> EXERCISE BRIEF: Give the records below again, exactly as they appear.

[Source records]
↓↓↓

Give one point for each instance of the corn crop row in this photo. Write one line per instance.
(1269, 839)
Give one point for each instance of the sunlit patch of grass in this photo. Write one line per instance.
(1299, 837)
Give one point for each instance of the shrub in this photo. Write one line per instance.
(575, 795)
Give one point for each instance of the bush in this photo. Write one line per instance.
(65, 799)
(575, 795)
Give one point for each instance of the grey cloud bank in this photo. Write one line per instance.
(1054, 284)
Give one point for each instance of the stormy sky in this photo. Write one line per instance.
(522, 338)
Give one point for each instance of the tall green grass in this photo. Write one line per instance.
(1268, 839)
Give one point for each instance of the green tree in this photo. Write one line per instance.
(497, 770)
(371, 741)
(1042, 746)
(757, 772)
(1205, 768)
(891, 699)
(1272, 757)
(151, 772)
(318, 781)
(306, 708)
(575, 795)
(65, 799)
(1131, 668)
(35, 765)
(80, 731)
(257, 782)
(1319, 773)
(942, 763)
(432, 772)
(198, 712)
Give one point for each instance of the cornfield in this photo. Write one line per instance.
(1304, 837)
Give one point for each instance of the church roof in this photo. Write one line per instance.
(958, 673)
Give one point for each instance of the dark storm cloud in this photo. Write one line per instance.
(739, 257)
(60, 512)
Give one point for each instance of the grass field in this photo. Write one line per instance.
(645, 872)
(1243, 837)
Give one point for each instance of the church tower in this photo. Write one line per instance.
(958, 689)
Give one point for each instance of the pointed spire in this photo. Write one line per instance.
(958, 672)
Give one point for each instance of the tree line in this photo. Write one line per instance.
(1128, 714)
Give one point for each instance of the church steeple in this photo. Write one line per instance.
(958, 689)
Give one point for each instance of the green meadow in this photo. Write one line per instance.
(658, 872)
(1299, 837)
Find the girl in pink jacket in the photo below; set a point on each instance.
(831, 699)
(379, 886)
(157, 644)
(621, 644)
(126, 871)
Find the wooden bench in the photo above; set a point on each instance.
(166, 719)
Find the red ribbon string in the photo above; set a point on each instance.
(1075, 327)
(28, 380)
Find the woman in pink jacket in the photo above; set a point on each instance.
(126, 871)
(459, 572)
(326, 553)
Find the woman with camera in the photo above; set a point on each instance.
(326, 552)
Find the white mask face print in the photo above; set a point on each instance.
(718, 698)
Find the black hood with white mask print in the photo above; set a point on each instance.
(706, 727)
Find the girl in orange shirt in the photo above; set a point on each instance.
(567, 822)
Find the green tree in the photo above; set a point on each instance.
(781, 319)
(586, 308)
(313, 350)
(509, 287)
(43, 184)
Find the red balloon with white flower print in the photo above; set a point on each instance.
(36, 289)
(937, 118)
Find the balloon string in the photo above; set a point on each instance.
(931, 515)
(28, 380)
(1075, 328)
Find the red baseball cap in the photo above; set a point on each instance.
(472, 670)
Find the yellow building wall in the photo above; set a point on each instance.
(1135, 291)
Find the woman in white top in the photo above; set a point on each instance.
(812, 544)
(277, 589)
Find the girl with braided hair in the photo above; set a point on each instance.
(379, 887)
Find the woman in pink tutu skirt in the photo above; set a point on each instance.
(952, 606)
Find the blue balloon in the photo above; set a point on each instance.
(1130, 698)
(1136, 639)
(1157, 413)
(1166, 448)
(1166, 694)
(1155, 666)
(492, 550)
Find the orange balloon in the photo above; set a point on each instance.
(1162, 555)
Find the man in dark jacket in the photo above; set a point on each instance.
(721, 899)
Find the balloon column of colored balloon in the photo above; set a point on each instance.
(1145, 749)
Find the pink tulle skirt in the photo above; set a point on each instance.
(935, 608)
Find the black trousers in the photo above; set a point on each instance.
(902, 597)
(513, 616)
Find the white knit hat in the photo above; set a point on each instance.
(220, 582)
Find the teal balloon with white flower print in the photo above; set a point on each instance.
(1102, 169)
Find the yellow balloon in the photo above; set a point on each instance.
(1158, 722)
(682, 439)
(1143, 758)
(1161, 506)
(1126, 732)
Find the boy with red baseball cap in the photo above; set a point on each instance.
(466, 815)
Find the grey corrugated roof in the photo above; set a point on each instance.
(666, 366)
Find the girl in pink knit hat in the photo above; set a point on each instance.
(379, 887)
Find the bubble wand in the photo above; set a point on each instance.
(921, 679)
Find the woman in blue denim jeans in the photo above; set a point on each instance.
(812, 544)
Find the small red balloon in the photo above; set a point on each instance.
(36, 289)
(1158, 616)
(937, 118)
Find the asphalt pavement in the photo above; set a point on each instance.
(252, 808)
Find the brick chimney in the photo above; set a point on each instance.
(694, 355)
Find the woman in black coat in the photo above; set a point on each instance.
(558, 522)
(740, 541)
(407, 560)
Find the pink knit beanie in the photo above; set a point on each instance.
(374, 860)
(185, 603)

↑↑↑

> ANSWER BOX:
Give one point for each instance of the corn crop row in this photo. Write one line per instance.
(1269, 839)
Give one point for each instance of the sunlit patch of grass in this photo. Write one line per instance.
(1299, 837)
Give one point for each instance of the shrub in this photo. Write one line per instance.
(575, 795)
Give one point for each instance of the bush in this photo. Write one line per instance.
(65, 799)
(575, 795)
Give one point for each instance of the grey cloud bank in this photo. Write one line per instance.
(1054, 284)
Give one point for each instance of the stormy sky in this photo. Write one line per instance.
(522, 338)
Give one point for each instance of the tall green grass in this photo. Write one line per instance.
(1268, 839)
Give one point for each instance of the green tree in this photo. Write one line per instance.
(497, 770)
(371, 741)
(1042, 746)
(757, 772)
(1205, 768)
(891, 699)
(1272, 757)
(151, 772)
(318, 781)
(306, 708)
(575, 795)
(65, 799)
(1131, 668)
(35, 765)
(80, 731)
(257, 782)
(1319, 773)
(942, 763)
(432, 772)
(198, 712)
Give one point for each instance of the cornfield in this photo. Write one line per instance.
(1304, 837)
Give one point for each instance of the church roof in this photo. Write one line per instance.
(958, 673)
Give one point for each instance of the dark storm cloud in this photo. Write one line per instance.
(739, 257)
(60, 512)
Give one point for each instance of the grass field in this photo. Write one line per instance.
(645, 872)
(1243, 837)
Give one point for each instance of the church tower in this photo. Write one line per instance.
(958, 689)
Give one point for each instance of the pointed spire in this photo. Write one line per instance.
(958, 672)
Give one point for each instance of the tree line in this photo. Write one line per instance.
(1128, 714)
Give one point for each instance of the church steeple in this photo. Write one line per instance.
(958, 689)
Give one point for each instance of the green meadow in this photo. Write one line per instance.
(658, 872)
(1299, 837)
Find the girl in pink jacket in the photo below; set a point on each instance.
(831, 699)
(379, 886)
(157, 644)
(621, 644)
(126, 871)
Find the wooden bench in the photo above; set a point on each instance.
(166, 719)
Find the red ribbon string in the photo above; set a point on each instance.
(1075, 327)
(28, 380)
Find the woman in pink jacket in the photo above; set a point on each instance.
(126, 871)
(459, 572)
(326, 553)
Find the woman with camera in the photo above; set a point on each instance.
(326, 552)
Find the white mask face print in the photo above; set a point on each instance.
(718, 698)
Find the black hood with white mask print in the photo above; set a point on each instance.
(706, 727)
Find the girl in orange shirt in the photo above; set a point on each instance.
(567, 822)
Find the green tree in the photo above; set a point on each instance.
(781, 319)
(586, 308)
(313, 350)
(509, 287)
(43, 184)
Find the red balloon with white flower print in the photo above; set a point on each instance.
(36, 289)
(937, 118)
Find the balloon string in the photo above; set a point on each instance.
(931, 515)
(28, 380)
(1075, 328)
Find the red baseball cap in the photo above; set a point on each instance.
(472, 670)
Find the yellow building wall in the photo above; set a point on each instance.
(1135, 291)
Find the woman in white top in the photo above; set a point on each instance.
(812, 544)
(277, 589)
Find the girl with braided hair in the photo above; set a point on each instance.
(379, 887)
Find the woman in pink tutu skirt in the photo above; set a point on each instance.
(952, 606)
Find the blue balloon in the photo above; set a point on each instance.
(1130, 698)
(1136, 639)
(1157, 413)
(1166, 448)
(1166, 694)
(1155, 666)
(492, 550)
Find the orange balloon in the photo above; set a point on each instance.
(1162, 555)
Find the man in dark jacket in the photo above; set a point on each instance.
(721, 899)
Find the balloon column of colored balloon in the photo above; set a point on each instance.
(1145, 749)
Find the pink tulle skirt in the photo above; set a point on each instance.
(935, 608)
Find the black trousers in the photo above; set a point on each instance.
(902, 597)
(513, 616)
Find the white knit hat in the photo above; set a point on each instance.
(220, 582)
Find the teal balloon with white flower print in the photo above; set a point on each instance.
(1102, 169)
Find the yellow balloon in the photo above; set a point on each instance.
(1158, 722)
(682, 439)
(1143, 758)
(1161, 506)
(1126, 732)
Find the boy with red baseball cap in the photo above; set a point on each instance.
(466, 815)
Find the grey corrugated roof in the photo above; set a point on each instance.
(666, 366)
Find the girl in pink knit hat in the photo above; set a point on each instance.
(379, 887)
Find the bubble wand in the photo above; set a point on each instance.
(921, 679)
Find the woman in blue denim jeans in the photo above; set a point on each instance.
(812, 544)
Find the small red balloon in the photo above; set a point on each instance.
(36, 289)
(1158, 616)
(937, 118)
Find the asphalt pavement in the photo above; set a point on each instance.
(252, 808)
Find the brick chimney in the photo above; set a point on each instance.
(694, 355)
Find the woman in black coat in the photo above; set a point on each instance.
(558, 522)
(740, 541)
(407, 560)
Find the pink knit beanie in the photo above; set a point on each instance.
(374, 860)
(185, 603)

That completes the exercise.